STATED GOAL: Copy exactly the lines from the "If you could segment every instance of the long" line to the end, both included, and nothing else.

RAW DATA:
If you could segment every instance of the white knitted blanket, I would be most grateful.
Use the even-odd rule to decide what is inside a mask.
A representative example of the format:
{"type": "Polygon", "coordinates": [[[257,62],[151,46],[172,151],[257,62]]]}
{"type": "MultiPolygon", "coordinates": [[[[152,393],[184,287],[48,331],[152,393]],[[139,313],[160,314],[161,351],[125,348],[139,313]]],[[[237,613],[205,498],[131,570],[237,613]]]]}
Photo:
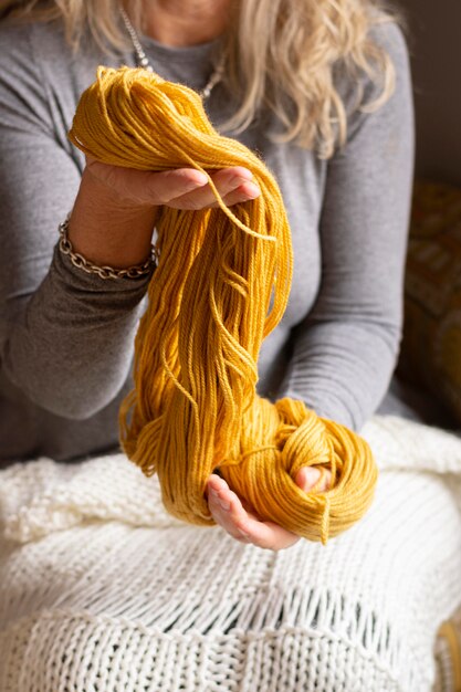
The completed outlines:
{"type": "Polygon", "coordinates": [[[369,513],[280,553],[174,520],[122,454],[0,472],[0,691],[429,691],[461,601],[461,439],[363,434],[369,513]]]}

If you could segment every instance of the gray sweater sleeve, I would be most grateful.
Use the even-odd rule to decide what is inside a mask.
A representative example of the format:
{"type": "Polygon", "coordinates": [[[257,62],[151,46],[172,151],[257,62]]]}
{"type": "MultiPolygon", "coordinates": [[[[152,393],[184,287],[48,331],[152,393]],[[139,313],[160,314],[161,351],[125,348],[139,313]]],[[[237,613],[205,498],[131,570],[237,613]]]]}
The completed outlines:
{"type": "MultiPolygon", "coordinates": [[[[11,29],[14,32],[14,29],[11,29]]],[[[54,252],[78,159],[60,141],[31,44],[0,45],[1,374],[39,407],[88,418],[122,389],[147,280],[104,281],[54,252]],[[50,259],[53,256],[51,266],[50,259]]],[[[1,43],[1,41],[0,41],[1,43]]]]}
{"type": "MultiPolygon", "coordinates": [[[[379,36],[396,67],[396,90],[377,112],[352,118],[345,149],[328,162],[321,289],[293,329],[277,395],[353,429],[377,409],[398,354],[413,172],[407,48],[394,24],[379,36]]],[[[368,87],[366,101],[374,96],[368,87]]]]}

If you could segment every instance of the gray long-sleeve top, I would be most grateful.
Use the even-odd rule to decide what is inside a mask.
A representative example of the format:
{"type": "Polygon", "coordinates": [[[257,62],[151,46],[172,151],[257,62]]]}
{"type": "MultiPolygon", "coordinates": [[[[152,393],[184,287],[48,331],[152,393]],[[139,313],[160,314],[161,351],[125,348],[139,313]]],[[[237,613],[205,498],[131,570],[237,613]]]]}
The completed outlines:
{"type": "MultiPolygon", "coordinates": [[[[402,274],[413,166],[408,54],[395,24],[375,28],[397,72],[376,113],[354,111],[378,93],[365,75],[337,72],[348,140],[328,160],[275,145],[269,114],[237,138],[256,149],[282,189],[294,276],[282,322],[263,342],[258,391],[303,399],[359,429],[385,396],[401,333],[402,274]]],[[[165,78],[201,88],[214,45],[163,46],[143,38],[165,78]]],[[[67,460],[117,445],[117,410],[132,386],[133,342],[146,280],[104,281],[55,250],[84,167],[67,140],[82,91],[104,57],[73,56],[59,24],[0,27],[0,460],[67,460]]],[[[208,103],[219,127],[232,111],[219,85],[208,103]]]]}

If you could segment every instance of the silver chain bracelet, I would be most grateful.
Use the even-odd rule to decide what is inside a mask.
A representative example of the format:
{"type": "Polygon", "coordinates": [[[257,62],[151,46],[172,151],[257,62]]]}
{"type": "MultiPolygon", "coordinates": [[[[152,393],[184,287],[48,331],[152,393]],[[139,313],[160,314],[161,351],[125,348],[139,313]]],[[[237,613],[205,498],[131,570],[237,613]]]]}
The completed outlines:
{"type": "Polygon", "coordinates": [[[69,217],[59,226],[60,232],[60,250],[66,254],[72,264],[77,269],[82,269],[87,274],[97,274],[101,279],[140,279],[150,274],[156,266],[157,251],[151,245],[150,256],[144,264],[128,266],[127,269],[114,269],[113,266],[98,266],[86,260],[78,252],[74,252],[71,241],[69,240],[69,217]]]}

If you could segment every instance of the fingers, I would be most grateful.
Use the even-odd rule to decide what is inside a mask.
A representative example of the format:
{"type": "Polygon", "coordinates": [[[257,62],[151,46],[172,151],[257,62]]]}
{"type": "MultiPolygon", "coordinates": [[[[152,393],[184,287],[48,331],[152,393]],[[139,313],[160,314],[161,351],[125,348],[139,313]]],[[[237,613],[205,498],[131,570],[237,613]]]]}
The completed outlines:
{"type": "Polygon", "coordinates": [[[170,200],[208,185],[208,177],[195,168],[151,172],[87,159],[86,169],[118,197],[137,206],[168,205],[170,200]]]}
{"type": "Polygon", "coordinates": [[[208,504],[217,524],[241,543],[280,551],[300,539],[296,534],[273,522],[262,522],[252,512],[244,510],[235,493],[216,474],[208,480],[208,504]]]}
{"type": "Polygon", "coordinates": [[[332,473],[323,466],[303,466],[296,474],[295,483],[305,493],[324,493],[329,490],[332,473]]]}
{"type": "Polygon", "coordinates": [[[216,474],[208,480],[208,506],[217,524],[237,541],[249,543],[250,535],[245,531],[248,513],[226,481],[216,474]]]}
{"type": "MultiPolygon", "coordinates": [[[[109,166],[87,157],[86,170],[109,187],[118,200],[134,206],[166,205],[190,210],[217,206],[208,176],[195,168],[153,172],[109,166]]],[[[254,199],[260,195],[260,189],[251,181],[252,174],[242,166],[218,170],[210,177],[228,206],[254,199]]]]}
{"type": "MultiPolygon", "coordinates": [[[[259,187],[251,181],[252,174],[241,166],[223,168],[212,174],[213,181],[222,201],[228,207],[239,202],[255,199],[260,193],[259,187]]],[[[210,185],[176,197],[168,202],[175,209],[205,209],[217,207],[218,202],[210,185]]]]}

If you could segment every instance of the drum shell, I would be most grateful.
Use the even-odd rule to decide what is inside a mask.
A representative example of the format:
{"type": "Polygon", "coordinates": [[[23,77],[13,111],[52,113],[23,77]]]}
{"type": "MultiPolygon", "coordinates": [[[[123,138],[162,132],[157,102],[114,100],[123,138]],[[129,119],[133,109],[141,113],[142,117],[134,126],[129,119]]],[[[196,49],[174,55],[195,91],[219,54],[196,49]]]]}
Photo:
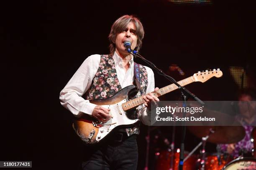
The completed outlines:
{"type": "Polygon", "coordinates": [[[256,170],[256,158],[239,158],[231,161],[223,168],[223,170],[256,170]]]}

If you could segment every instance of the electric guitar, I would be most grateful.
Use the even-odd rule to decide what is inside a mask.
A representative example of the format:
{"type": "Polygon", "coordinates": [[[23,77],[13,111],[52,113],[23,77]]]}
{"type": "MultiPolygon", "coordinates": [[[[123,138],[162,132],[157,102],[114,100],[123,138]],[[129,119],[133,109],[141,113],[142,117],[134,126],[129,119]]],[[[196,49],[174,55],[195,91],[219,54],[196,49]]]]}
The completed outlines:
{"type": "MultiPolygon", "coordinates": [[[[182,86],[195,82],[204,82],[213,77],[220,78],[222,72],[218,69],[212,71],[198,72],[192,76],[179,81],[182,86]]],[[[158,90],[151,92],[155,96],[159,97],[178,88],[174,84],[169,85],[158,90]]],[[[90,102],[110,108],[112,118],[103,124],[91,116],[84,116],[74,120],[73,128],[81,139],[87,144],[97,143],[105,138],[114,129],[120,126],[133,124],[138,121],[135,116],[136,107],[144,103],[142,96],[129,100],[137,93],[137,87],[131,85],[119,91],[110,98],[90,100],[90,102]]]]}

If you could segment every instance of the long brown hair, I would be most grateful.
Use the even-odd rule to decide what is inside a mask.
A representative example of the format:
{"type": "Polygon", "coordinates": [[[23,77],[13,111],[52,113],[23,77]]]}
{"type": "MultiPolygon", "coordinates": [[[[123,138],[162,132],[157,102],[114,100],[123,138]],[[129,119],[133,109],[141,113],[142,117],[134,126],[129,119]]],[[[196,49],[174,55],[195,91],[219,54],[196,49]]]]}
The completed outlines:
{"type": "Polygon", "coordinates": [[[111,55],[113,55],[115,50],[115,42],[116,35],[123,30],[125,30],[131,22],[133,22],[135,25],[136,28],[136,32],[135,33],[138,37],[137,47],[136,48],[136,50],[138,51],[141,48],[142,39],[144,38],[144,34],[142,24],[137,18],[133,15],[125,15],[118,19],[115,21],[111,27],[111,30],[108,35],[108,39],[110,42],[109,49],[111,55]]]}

OUTPUT OF THE EXERCISE:
If you could segment every instance of the long brown hair, I would be most grateful.
Use the even-odd rule to decide what is inside a mask.
A representative example of the format:
{"type": "Polygon", "coordinates": [[[23,77],[13,111],[52,113],[23,77]]]}
{"type": "MultiPolygon", "coordinates": [[[[123,138],[162,132],[157,102],[114,100],[123,138]],[[129,119],[133,109],[141,113],[142,117],[134,126],[129,119]]],[[[196,49],[174,55],[195,91],[219,54],[196,49]]]]}
The completed outlines:
{"type": "Polygon", "coordinates": [[[111,55],[113,55],[115,50],[115,42],[116,35],[123,30],[125,30],[131,22],[133,22],[135,25],[136,28],[136,32],[135,33],[138,37],[137,47],[136,48],[136,50],[138,51],[141,48],[142,39],[144,38],[144,34],[142,24],[137,18],[133,15],[125,15],[118,19],[115,21],[111,27],[111,30],[108,35],[108,39],[110,42],[109,49],[111,55]]]}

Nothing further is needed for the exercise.